Exercise objective:
Render everything from the line containing "locate wristwatch, a point per instance." down to the last of the lines below as a Markdown table with the columns Number and Text, leaving out any blank lines.

%%

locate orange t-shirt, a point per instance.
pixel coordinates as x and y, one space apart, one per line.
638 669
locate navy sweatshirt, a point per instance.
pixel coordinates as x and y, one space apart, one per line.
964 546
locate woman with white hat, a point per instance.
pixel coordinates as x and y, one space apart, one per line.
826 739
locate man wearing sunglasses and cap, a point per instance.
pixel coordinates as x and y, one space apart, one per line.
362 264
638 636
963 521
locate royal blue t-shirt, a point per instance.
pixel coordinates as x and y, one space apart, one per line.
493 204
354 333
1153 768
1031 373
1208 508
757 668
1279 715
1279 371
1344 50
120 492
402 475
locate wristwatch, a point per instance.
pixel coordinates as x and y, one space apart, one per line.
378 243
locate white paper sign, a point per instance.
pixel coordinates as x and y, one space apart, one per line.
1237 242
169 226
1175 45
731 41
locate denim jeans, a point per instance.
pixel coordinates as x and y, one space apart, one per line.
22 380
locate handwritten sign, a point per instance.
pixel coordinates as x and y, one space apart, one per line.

%%

Reply to the task:
| Number | Text |
|---|---|
| 1 | locate wristwatch, a point per instance. |
| 2 | pixel coordinates as x and y, one space apart, one per line. |
| 3 | 378 243 |
| 4 | locate white paper sign, a point per instance. |
| 5 | pixel coordinates as x and y, one space apart, one per line. |
| 6 | 1237 242 |
| 7 | 169 226 |
| 8 | 1175 45 |
| 9 | 731 41 |
| 10 | locate denim jeans, a point per instance. |
| 11 | pixel coordinates as x and y, one space apart, one per line. |
| 12 | 22 380 |
| 13 | locate handwritten sign, a point per instance. |
| 14 | pixel coordinates as x and y, one space apart, one per line. |